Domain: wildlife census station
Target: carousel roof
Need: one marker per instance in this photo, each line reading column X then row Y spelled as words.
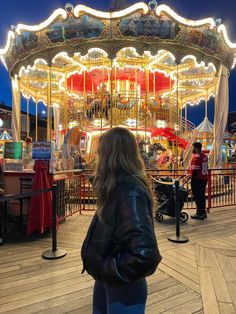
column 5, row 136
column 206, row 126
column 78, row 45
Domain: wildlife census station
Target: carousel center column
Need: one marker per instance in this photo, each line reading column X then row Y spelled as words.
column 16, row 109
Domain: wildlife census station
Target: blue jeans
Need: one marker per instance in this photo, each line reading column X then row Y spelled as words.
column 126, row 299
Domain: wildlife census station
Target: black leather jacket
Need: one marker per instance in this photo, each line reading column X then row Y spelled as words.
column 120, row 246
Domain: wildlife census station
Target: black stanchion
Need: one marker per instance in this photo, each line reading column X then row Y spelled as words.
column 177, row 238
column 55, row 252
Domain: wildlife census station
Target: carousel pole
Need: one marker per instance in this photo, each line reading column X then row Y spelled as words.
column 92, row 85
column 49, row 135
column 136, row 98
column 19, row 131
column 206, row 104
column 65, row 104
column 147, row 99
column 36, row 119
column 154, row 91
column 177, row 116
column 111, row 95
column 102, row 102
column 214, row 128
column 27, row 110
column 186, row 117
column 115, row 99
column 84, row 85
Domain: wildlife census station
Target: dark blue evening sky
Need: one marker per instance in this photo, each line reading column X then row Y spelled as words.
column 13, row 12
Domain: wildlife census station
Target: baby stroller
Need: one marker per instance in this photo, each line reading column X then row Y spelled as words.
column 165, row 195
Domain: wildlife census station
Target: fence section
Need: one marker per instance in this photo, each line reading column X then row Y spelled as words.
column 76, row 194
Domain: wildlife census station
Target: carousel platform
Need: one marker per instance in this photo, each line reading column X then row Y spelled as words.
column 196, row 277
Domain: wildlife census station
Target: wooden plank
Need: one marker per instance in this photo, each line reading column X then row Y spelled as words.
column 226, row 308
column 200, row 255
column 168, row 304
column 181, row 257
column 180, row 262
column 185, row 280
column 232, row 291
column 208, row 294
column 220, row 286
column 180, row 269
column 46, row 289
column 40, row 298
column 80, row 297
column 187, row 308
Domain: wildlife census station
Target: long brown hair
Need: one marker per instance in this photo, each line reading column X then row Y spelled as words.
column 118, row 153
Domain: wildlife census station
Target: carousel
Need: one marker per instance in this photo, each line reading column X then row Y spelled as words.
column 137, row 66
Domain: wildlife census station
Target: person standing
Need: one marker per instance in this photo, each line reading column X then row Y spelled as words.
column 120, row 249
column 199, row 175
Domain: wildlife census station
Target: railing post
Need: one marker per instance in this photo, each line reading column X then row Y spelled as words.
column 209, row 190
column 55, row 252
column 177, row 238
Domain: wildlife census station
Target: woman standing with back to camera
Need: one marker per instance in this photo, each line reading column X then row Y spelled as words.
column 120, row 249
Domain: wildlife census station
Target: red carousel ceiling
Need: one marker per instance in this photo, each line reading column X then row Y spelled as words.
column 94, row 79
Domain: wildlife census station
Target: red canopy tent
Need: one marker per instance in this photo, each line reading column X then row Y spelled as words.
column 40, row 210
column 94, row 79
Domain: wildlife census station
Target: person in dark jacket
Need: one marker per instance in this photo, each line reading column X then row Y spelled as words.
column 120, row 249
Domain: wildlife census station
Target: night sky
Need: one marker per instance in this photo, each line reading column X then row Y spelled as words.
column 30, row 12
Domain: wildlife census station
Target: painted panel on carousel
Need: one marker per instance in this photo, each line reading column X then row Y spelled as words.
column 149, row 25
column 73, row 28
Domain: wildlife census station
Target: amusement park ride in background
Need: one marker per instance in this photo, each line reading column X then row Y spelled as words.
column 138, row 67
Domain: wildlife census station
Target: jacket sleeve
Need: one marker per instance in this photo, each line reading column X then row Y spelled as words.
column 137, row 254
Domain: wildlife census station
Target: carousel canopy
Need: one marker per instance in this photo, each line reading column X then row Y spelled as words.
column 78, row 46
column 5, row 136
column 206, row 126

+===+

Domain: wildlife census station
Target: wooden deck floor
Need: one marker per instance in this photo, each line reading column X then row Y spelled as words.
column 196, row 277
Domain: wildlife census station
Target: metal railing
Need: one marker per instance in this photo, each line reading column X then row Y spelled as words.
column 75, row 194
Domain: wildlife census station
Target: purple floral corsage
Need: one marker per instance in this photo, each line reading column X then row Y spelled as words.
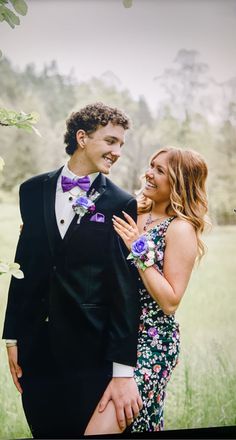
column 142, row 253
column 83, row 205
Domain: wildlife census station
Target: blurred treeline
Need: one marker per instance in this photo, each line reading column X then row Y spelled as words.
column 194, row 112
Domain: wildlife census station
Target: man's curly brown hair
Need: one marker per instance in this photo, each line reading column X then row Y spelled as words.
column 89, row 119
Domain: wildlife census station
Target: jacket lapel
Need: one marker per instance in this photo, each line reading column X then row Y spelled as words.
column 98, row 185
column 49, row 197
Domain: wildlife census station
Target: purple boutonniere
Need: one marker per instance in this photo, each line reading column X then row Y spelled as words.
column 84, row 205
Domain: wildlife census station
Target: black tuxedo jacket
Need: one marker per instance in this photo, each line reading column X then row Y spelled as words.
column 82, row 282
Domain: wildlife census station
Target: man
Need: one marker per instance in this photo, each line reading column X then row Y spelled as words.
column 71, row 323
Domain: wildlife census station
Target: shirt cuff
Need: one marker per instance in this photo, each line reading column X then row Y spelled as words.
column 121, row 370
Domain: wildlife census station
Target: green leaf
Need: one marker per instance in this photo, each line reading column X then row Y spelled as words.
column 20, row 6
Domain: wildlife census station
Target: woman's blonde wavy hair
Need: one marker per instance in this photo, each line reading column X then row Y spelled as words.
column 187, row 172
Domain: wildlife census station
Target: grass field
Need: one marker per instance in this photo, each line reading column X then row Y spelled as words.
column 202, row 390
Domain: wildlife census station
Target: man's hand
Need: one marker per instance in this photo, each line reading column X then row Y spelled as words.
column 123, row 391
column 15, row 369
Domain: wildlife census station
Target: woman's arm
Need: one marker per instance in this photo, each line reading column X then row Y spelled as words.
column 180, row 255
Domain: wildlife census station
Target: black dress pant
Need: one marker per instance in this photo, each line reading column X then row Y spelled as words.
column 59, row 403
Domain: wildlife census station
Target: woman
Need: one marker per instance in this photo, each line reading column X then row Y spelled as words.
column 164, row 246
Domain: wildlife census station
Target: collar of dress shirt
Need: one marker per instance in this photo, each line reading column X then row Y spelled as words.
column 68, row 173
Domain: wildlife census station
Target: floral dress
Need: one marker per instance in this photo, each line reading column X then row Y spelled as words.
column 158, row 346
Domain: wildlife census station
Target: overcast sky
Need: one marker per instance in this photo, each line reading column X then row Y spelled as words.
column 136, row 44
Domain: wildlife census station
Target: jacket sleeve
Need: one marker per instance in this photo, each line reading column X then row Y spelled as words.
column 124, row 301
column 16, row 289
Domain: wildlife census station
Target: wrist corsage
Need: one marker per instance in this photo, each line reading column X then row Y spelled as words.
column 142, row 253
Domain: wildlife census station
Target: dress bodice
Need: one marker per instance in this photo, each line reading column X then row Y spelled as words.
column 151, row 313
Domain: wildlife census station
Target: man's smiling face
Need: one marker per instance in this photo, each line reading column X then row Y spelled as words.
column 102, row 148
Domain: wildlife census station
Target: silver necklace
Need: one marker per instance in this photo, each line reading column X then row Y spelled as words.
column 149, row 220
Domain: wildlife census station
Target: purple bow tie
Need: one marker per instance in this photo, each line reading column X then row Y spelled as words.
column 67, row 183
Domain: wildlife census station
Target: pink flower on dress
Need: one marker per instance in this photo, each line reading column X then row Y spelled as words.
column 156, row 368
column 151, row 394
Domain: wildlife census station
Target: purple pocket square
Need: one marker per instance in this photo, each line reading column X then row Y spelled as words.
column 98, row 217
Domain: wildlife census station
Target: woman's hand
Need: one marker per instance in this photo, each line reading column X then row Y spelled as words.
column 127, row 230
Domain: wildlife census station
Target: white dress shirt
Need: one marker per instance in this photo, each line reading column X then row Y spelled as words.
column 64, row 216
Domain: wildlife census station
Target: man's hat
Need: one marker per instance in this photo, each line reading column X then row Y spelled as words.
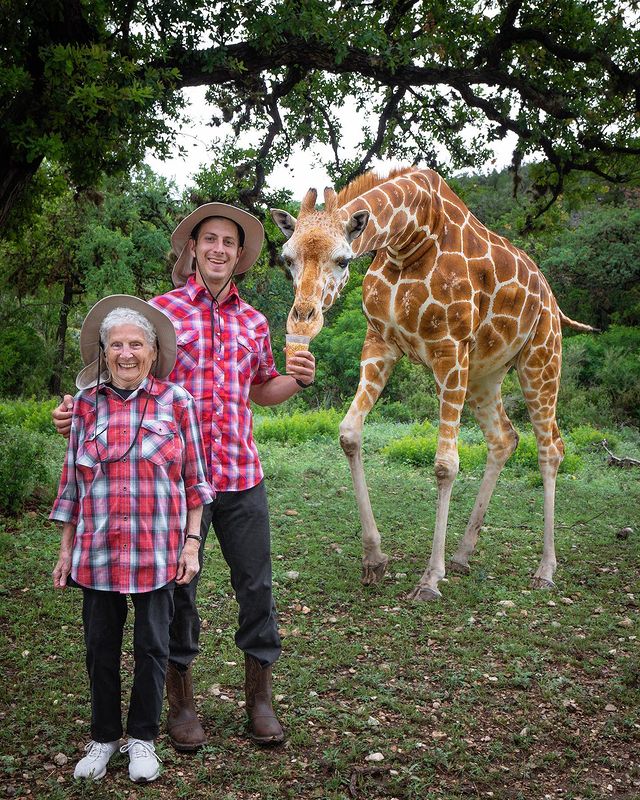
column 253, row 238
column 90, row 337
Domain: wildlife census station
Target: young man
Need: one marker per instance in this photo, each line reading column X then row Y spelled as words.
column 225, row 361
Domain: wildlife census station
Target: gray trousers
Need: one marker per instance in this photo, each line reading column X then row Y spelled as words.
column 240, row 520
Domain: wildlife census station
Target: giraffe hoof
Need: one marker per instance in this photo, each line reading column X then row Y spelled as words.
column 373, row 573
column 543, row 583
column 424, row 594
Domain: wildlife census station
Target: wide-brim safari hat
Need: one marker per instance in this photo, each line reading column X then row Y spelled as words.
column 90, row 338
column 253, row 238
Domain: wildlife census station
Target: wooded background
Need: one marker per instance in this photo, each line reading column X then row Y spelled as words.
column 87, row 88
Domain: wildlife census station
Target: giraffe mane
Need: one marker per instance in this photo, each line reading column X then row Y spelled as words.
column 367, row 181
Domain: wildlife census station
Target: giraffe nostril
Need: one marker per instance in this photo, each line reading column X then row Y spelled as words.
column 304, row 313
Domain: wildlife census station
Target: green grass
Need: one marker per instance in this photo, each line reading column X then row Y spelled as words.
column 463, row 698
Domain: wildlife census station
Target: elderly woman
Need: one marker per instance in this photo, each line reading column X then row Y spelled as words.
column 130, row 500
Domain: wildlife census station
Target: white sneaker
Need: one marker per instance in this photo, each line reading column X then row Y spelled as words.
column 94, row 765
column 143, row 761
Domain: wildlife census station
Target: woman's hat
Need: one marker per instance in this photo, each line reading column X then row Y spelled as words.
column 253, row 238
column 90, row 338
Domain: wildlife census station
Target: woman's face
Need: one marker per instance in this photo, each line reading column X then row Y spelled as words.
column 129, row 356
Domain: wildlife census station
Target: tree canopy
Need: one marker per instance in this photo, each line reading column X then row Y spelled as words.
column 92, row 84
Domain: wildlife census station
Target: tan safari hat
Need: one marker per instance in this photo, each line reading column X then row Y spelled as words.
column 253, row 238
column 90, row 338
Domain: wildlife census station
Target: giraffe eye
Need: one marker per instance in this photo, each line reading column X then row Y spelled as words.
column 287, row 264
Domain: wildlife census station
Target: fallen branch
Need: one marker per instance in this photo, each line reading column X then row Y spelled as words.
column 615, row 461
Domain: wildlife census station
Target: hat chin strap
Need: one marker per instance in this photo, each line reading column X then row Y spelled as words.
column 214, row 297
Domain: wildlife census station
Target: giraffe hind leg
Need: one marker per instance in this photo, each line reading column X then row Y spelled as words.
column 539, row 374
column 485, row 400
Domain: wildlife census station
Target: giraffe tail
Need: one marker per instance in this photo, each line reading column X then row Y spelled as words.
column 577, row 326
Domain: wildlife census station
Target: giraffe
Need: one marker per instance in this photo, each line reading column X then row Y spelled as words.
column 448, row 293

+===+

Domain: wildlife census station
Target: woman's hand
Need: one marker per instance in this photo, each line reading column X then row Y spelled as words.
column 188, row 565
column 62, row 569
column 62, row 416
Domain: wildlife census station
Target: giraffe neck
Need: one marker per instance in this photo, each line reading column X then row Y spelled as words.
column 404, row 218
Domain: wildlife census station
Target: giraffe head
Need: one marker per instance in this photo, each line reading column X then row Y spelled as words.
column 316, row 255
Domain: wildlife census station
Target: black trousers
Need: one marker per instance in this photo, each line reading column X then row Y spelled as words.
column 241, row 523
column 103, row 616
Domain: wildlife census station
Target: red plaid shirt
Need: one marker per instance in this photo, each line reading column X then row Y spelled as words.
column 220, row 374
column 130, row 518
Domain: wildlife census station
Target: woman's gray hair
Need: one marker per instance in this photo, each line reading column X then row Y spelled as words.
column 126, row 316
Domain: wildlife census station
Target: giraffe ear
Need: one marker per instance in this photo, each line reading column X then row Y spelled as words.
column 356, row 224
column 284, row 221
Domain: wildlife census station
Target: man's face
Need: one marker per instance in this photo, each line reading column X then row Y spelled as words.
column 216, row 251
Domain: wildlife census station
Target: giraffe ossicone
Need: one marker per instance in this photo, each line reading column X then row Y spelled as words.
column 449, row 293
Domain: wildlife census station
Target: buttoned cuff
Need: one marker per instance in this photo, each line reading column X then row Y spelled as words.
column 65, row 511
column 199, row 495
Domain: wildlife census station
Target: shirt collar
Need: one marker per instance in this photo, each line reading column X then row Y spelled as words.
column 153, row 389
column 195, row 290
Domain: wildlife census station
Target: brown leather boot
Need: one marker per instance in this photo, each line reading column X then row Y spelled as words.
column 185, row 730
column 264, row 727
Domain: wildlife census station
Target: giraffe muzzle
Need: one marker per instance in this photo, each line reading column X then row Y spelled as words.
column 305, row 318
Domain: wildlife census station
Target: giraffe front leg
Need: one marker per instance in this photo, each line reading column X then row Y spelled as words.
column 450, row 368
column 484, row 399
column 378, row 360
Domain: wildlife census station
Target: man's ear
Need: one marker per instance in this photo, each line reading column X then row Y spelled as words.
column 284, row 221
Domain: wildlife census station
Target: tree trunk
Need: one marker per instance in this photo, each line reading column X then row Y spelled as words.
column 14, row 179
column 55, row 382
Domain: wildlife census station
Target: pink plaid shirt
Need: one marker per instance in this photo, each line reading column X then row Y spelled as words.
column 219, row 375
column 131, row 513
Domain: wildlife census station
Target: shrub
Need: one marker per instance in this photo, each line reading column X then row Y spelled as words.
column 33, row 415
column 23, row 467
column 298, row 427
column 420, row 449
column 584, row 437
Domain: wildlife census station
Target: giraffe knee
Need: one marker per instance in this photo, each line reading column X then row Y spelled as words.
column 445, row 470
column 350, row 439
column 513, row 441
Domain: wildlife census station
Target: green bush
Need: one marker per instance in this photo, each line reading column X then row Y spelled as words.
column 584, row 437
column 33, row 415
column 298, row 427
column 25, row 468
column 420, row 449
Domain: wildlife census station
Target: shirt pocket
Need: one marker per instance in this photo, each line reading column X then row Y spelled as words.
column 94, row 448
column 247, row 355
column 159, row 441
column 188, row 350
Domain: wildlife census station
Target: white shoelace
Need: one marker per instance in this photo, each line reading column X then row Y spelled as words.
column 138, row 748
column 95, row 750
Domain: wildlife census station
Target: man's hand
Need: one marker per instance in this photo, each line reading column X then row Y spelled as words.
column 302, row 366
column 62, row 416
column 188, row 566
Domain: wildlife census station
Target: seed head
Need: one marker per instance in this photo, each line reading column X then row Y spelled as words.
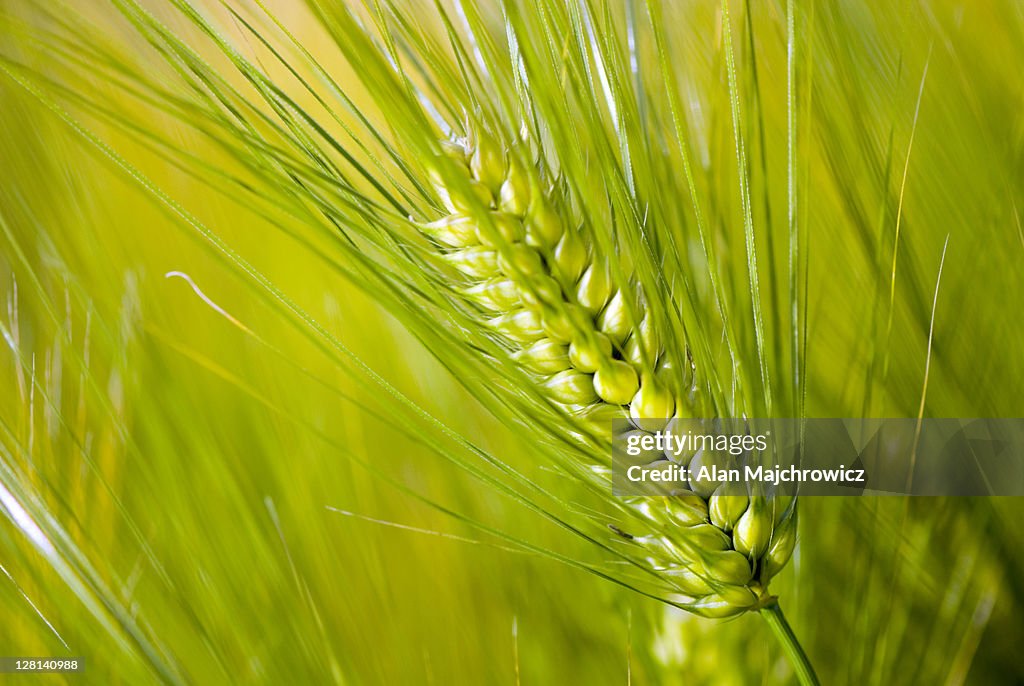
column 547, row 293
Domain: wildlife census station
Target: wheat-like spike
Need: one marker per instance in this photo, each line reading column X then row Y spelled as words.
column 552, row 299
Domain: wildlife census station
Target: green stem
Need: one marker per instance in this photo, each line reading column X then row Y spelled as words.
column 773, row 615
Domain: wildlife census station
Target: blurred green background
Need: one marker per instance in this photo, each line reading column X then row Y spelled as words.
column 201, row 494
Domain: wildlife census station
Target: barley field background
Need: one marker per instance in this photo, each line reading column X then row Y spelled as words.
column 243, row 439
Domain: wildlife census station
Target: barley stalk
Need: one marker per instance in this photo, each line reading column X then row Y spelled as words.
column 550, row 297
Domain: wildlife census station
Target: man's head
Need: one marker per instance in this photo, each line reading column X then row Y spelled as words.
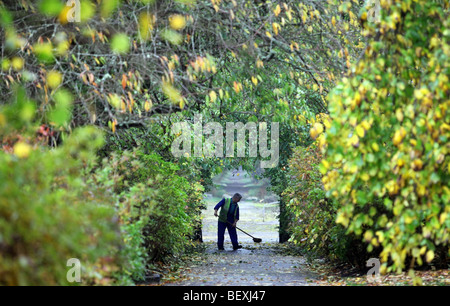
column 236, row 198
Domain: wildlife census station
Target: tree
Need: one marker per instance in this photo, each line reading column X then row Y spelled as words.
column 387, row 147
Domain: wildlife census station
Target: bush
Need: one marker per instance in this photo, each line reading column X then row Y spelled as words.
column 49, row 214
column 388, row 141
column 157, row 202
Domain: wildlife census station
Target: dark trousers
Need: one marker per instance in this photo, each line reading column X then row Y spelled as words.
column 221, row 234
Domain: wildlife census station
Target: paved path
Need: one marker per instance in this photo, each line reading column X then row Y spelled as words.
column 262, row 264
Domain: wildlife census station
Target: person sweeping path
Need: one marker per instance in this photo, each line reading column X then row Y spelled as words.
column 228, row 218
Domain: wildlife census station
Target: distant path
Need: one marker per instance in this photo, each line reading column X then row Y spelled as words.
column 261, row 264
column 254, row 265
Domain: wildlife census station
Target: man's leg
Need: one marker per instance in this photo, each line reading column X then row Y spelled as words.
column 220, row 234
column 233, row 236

+===+

■ REQUIRED WORK:
Gather every line from the rows above that contains the word "collar".

■ REPLY:
Target: collar of dress shirt
Target: shirt collar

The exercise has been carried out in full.